[Point-per-instance localization data]
# # #
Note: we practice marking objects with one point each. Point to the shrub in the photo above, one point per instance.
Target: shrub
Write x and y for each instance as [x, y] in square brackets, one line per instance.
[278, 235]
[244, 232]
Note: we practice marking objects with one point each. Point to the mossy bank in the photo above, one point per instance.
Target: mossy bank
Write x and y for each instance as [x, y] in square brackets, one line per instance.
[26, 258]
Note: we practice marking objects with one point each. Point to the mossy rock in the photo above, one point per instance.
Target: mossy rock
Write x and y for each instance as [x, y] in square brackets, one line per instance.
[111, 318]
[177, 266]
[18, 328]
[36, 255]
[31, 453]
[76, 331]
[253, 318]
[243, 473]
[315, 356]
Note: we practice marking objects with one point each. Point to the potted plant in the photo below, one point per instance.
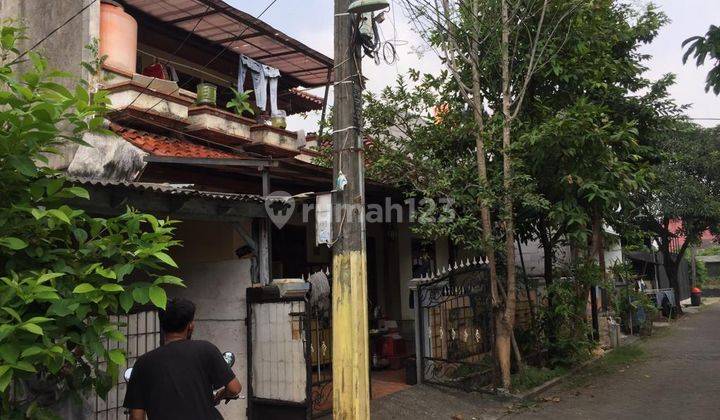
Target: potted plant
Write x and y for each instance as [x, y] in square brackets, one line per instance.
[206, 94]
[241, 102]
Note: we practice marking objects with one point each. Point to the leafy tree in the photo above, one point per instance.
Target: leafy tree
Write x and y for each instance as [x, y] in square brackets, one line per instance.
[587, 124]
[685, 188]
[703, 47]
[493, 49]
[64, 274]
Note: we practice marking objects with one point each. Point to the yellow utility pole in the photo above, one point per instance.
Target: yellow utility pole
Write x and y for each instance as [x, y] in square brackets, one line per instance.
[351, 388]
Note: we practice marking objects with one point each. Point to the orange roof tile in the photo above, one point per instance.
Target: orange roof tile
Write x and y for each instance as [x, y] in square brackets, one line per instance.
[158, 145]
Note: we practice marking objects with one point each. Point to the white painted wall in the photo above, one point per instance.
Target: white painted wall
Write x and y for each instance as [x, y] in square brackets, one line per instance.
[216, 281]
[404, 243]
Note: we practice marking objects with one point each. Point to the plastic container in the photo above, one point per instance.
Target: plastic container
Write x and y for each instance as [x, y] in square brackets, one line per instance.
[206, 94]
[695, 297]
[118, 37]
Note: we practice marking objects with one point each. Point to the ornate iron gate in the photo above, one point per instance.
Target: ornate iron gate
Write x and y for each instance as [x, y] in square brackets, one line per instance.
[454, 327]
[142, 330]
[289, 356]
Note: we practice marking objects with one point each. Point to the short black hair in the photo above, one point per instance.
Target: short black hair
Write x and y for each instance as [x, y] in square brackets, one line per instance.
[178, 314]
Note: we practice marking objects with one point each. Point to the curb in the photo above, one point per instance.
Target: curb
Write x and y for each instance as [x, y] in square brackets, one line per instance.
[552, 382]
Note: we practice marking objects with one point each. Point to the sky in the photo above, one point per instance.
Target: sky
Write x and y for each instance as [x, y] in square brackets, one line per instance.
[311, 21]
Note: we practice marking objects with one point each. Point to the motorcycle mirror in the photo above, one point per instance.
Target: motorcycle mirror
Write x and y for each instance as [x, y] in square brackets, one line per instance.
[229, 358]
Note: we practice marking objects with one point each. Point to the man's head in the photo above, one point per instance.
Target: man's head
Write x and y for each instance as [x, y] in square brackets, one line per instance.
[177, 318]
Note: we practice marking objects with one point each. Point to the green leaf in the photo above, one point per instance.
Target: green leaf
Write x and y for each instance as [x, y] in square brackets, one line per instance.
# # #
ACTIVITY:
Run a filter over the data above and keep each line that contains the word "plant".

RESPONSE BOX:
Note: we practice marking objects with one point each. Point to the potted plant in the photo below, one point per instance.
Target: potted plant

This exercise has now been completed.